━━ Record set

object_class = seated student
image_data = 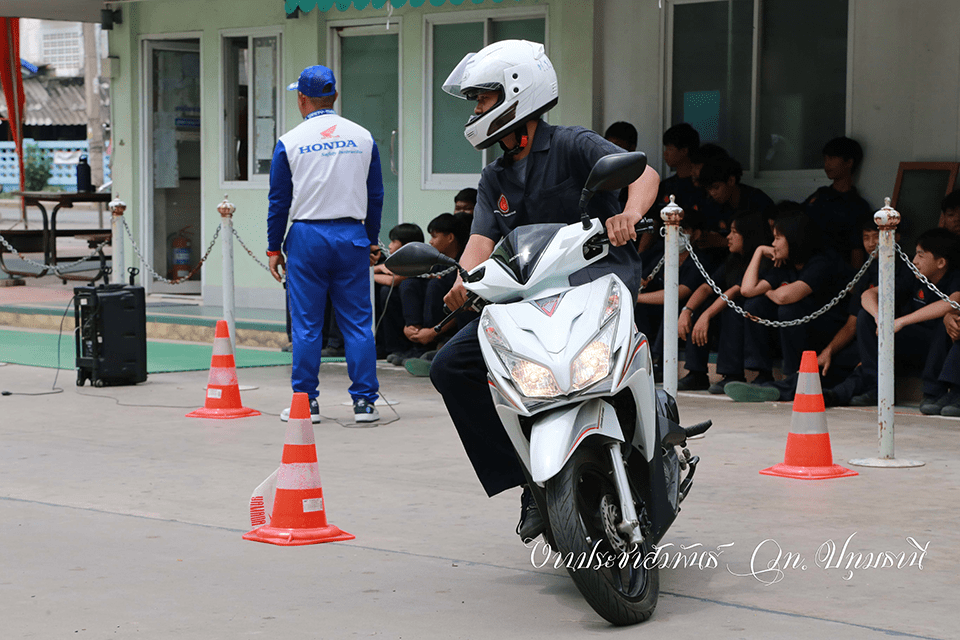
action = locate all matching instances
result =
[373,222,423,358]
[390,213,469,366]
[824,228,960,415]
[677,211,773,394]
[937,189,960,236]
[803,137,873,267]
[634,211,712,380]
[636,122,707,276]
[603,120,637,151]
[453,187,477,216]
[699,157,774,238]
[932,292,960,418]
[724,213,853,399]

━━━━

▸ What to produce: Retype the lines above word for word, leaving out the picture.

▸ Reply to the exercise:
object_class = seated student
image_data = 
action = locate all matching instances
result =
[373,222,423,358]
[390,213,469,366]
[824,228,960,415]
[677,211,773,394]
[937,189,960,236]
[803,137,873,267]
[634,211,712,380]
[636,122,707,276]
[603,120,637,151]
[453,187,477,216]
[699,157,774,238]
[932,292,960,418]
[724,213,853,399]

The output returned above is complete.